→ **TASK PROMPT**
Gather every line of the listing below that contains the word "packed", treating uppercase and lowercase as distinct.

Extracted listing:
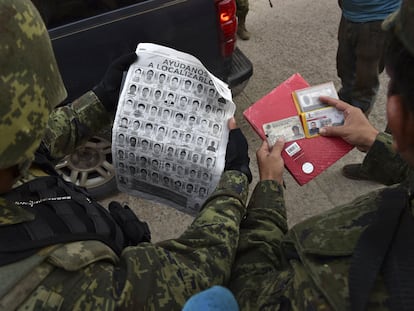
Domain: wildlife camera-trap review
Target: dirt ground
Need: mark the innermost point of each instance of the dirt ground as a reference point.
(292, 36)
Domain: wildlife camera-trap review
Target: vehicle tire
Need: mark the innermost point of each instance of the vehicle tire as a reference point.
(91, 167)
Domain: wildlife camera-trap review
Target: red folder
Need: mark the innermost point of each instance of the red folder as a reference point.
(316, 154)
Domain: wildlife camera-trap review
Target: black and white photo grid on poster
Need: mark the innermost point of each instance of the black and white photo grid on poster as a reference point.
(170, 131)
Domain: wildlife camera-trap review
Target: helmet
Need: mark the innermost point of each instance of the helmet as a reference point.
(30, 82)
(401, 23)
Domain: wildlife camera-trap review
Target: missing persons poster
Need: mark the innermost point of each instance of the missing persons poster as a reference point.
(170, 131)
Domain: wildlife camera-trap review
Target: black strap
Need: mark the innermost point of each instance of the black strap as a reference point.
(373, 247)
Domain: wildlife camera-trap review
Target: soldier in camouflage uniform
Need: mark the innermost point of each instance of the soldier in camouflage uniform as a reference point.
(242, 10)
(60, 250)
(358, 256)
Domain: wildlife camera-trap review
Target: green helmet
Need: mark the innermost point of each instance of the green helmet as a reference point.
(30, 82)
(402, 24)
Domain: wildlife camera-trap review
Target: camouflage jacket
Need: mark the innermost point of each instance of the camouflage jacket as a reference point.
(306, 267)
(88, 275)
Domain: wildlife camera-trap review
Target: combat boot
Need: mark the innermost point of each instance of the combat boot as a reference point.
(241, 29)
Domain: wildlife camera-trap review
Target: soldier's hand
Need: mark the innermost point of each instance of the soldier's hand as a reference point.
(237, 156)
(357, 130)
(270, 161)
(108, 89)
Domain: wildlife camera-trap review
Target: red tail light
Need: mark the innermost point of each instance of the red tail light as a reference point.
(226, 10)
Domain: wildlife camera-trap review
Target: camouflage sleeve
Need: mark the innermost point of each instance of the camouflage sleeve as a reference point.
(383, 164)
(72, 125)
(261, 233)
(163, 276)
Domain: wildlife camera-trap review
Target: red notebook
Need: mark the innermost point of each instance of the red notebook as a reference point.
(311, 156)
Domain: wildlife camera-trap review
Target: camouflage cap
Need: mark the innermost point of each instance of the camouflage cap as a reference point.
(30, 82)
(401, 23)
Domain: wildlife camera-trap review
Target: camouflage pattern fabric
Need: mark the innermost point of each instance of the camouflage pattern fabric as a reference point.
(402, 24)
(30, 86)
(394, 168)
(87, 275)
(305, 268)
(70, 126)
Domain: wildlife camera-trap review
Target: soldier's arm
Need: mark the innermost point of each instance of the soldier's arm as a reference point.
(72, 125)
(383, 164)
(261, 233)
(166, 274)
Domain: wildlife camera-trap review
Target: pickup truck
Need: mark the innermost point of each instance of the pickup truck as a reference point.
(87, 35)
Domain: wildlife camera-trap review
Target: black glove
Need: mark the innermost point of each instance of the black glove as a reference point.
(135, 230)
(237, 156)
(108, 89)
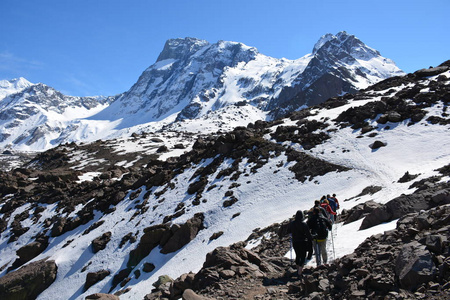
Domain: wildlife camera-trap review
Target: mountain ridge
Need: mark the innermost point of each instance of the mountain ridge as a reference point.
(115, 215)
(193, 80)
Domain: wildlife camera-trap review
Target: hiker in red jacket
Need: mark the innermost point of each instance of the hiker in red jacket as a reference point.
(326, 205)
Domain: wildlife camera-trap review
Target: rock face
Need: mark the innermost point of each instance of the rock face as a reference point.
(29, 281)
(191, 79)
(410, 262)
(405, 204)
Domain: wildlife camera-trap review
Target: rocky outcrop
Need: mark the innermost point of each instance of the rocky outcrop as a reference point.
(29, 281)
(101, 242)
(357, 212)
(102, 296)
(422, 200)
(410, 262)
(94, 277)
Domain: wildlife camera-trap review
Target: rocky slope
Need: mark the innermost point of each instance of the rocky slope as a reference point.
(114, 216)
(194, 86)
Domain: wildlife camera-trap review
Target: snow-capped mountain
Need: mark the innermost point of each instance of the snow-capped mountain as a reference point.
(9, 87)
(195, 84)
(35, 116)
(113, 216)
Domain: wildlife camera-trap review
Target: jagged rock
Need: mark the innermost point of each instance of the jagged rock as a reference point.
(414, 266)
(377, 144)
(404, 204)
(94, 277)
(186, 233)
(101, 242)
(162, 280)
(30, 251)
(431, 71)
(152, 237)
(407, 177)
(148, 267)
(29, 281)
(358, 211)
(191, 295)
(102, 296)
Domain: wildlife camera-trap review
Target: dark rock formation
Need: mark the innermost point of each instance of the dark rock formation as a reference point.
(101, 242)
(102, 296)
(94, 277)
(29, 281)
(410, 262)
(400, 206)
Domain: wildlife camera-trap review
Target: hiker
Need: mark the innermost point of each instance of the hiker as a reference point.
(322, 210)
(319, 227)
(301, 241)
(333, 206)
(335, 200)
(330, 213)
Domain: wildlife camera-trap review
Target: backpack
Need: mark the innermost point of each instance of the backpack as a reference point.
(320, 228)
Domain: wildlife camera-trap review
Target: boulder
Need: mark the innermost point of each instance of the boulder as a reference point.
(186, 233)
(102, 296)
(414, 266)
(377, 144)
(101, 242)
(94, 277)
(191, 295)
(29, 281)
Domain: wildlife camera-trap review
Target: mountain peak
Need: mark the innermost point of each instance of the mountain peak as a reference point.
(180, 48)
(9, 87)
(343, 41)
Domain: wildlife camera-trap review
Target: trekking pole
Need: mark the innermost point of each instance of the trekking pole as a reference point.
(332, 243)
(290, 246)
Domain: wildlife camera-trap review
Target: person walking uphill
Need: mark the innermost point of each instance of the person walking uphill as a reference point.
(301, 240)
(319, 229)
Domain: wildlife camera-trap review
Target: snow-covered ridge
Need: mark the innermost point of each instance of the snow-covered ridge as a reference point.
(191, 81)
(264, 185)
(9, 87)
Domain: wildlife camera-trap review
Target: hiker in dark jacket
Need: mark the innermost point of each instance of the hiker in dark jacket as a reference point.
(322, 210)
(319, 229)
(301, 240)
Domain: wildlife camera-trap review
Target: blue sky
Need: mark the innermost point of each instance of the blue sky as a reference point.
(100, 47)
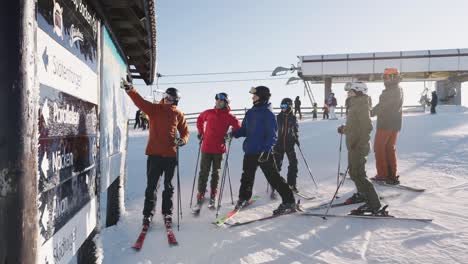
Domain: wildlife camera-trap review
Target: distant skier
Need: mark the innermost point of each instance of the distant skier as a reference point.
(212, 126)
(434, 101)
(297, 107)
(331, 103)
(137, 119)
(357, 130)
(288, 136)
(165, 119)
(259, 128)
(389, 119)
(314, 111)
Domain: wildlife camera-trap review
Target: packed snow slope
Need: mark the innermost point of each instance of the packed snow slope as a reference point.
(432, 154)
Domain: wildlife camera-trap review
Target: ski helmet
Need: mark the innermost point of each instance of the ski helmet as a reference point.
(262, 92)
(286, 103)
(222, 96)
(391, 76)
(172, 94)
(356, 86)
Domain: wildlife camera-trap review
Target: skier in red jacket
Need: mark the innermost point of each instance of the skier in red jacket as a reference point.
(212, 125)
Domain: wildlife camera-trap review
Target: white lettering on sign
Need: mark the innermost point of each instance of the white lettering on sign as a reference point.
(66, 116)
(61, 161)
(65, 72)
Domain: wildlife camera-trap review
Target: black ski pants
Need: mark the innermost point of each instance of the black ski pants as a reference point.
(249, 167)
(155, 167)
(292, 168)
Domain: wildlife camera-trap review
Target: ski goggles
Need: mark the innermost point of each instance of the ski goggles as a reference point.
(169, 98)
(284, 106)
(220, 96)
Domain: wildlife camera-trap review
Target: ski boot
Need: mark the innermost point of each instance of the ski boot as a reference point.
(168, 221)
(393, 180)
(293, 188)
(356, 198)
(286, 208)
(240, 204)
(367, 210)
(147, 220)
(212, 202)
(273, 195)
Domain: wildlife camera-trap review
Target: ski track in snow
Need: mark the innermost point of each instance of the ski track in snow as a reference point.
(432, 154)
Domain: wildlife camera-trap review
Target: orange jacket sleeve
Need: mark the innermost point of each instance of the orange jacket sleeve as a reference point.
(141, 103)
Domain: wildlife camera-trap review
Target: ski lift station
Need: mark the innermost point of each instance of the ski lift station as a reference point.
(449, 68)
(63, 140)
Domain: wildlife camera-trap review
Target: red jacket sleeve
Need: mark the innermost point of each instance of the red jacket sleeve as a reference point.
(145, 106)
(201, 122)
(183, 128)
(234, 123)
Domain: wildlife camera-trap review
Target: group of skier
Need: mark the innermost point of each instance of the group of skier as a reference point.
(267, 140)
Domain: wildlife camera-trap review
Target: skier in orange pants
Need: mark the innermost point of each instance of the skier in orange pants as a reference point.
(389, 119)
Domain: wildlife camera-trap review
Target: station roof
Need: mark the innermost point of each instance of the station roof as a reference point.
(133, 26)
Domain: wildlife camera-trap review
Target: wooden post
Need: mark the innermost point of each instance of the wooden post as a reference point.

→ **COMPLETED EXERCISE**
Target: packed snow slope
Need: mark the innermost point of each instance of the packed snow slope as a reference point.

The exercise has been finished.